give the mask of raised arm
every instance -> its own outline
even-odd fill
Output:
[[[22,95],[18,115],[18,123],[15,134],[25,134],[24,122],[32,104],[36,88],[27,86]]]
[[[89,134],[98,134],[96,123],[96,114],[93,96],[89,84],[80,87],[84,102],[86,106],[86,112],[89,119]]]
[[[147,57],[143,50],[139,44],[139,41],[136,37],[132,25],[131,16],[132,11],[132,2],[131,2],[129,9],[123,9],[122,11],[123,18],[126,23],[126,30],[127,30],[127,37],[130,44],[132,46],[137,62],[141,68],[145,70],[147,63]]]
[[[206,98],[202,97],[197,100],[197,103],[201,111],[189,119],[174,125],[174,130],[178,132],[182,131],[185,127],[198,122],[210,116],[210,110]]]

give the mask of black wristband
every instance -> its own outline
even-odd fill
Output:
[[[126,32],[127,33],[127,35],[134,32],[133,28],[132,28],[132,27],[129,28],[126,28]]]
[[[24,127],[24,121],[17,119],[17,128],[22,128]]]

#####

▶ [O que fazer] Reescreva todos os dados acima em CSV com duas colunas, entrada e saida. Cada linha deve trazer um texto e a resposta correspondente, cada um num único campo entre aspas, com as quebras de linha trocadas por espaços.

▶ [Solução abaixo]
entrada,saida
"give the mask of raised arm every instance -> its own outline even-odd fill Output:","[[[22,95],[18,115],[18,123],[15,134],[25,134],[24,122],[32,104],[36,88],[27,86]]] [[[89,134],[98,134],[96,123],[96,114],[93,96],[89,84],[80,87],[84,102],[86,106],[86,112],[89,119]]] [[[147,57],[143,50],[139,44],[139,41],[136,37],[132,25],[131,16],[132,11],[132,2],[131,2],[129,9],[123,9],[122,11],[123,18],[126,23],[126,30],[127,30],[127,37],[130,44],[132,46],[137,62],[141,68],[145,70],[147,63]]] [[[206,98],[202,97],[197,100],[197,103],[201,111],[189,119],[174,125],[174,130],[178,132],[182,131],[185,127],[198,122],[210,116],[210,110]]]"
"give the mask of black wristband every instance -> its own outline even-odd fill Output:","[[[126,32],[127,33],[127,35],[134,32],[133,28],[132,28],[132,27],[129,28],[126,28]]] [[[24,127],[24,121],[17,119],[17,128],[22,128]]]"